Why Bitcoin Really Matters: Competition isn’t Evil
One of the few things I really know about Bitcoin is that I wish I’d moved all my assets into it at the beginning of 2013: $100 invested in Bitcoin at the beginning of the year would have done better than anything else in my portfolio. Bitcoin is a lot of things. It’s a sensation among critics of the Federal Reserve and government control of the money supply more generally. It might provide the effective check on governments’ ability to play fast and loose with their currencies that Peter Theil set out to create when he started PayPal.
Writing for the New York Times, Marc Andreessen explains how Bitcoin works, why it is important, and what it means for cryptography and security. Bitcoin is a technological breakthrough. That much is true. But is it good? Or is it evil?
In a late December post, Paul Krugman laid aside the intriguing positive debate over whether BitCoin will work and argued that Bitcoin is actually evil. As Brad DeLong (via Krugman) points out, fiat currency is at least "stable" in that you can use it to pay your taxes and the Federal Reserve can buy and retire dollars if they think inflation is getting out of hand.
Krugman then quotes Charlie Stross, who argues out that Bitcoin is driven by an explicitly libertarian political agenda that seeks "to damage states (sic) ability to collect tax and monitor their citizens (sic) financial transactions."

(Some records)
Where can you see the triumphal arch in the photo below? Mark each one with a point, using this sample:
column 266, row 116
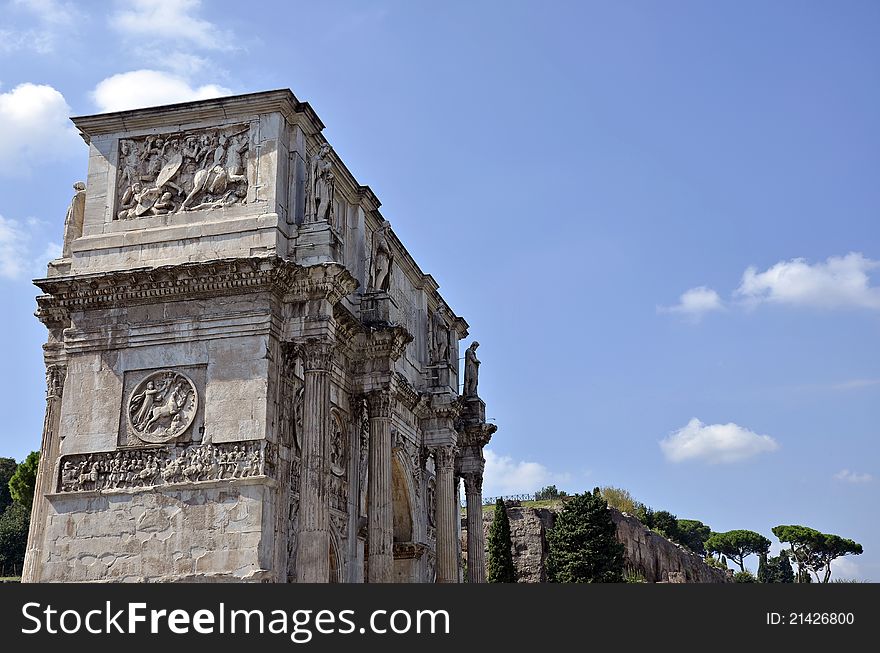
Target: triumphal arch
column 249, row 378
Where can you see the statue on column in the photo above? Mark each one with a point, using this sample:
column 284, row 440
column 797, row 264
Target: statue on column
column 380, row 272
column 439, row 339
column 471, row 370
column 364, row 462
column 319, row 201
column 73, row 222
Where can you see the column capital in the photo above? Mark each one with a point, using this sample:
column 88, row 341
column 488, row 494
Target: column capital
column 473, row 482
column 317, row 354
column 55, row 375
column 444, row 455
column 381, row 403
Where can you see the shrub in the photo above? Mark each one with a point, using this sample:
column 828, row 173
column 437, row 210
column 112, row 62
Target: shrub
column 583, row 543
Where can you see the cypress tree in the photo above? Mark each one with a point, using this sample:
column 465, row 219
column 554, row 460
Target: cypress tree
column 500, row 567
column 583, row 543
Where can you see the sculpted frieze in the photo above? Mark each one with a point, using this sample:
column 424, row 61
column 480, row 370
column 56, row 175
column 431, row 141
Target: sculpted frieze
column 136, row 468
column 162, row 406
column 190, row 170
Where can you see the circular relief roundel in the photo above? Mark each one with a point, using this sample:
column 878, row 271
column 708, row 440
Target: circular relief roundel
column 162, row 406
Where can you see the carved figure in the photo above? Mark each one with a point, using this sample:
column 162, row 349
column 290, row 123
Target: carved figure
column 134, row 469
column 337, row 449
column 73, row 221
column 184, row 171
column 364, row 462
column 471, row 370
column 319, row 198
column 162, row 406
column 382, row 260
column 439, row 339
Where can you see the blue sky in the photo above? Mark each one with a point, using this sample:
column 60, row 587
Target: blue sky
column 660, row 219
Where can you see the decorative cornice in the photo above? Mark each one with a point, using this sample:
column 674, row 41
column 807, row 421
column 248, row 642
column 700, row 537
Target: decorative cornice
column 476, row 435
column 317, row 354
column 216, row 109
column 405, row 392
column 387, row 342
column 445, row 406
column 444, row 456
column 381, row 403
column 473, row 483
column 330, row 281
column 55, row 375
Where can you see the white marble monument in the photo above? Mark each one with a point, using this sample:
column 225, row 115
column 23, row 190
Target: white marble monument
column 249, row 378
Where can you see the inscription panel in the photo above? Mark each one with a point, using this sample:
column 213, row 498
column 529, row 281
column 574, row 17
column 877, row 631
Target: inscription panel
column 191, row 170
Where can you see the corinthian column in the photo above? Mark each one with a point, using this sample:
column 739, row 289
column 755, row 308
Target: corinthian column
column 447, row 513
column 380, row 516
column 55, row 375
column 313, row 540
column 473, row 488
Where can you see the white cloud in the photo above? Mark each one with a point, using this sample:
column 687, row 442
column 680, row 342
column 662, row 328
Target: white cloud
column 13, row 246
column 848, row 476
column 504, row 476
column 174, row 21
column 142, row 88
column 52, row 20
column 17, row 260
column 695, row 303
column 839, row 282
column 715, row 443
column 34, row 128
column 845, row 568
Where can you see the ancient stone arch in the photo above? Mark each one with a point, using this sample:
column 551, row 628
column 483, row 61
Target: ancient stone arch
column 403, row 498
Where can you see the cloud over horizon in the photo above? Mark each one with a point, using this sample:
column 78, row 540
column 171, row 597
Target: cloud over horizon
column 172, row 21
column 146, row 88
column 34, row 129
column 839, row 282
column 715, row 443
column 856, row 478
column 695, row 303
column 504, row 475
column 17, row 258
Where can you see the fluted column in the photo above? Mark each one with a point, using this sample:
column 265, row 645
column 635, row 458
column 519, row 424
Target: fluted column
column 380, row 515
column 49, row 448
column 313, row 540
column 473, row 488
column 447, row 513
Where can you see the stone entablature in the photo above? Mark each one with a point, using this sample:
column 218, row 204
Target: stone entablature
column 233, row 317
column 150, row 467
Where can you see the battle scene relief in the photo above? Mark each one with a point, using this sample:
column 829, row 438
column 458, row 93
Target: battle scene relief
column 192, row 170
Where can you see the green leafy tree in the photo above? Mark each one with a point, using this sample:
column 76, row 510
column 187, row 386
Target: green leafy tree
column 499, row 565
column 23, row 481
column 645, row 515
column 583, row 543
column 622, row 500
column 738, row 545
column 743, row 577
column 814, row 551
column 667, row 524
column 775, row 569
column 7, row 469
column 14, row 522
column 549, row 493
column 693, row 534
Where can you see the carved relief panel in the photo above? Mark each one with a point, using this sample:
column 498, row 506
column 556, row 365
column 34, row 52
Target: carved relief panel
column 164, row 405
column 135, row 468
column 191, row 170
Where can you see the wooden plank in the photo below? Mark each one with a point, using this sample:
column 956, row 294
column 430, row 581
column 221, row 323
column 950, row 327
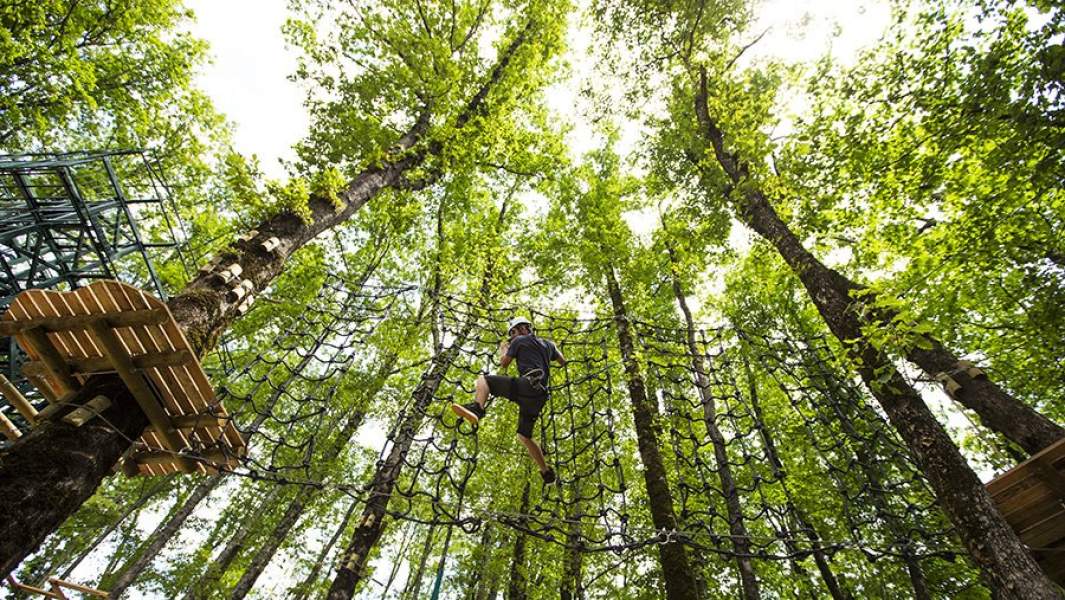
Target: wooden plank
column 9, row 428
column 1021, row 496
column 101, row 365
column 99, row 295
column 148, row 339
column 68, row 322
column 56, row 366
column 1053, row 453
column 146, row 399
column 17, row 400
column 1047, row 532
column 23, row 587
column 203, row 420
column 78, row 587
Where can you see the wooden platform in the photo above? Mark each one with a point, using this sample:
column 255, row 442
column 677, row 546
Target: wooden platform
column 58, row 587
column 1031, row 497
column 112, row 327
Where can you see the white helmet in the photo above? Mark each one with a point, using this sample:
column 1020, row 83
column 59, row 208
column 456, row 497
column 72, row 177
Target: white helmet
column 518, row 321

Task statement: Transcribe the stretch of the Bitcoin post from "Why Bitcoin Really" through "he started PayPal.", word for word.

Answer below:
Why Bitcoin Really Matters: Competition isn’t Evil
One of the few things I really know about Bitcoin is that I wish I’d moved all my assets into it at the beginning of 2013: $100 invested in Bitcoin at the beginning of the year would have done better than anything else in my portfolio. Bitcoin is a lot of things. It’s a sensation among critics of the Federal Reserve and government control of the money supply more generally. It might provide the effective check on governments’ ability to play fast and loose with their currencies that Peter Theil set out to create when he started PayPal.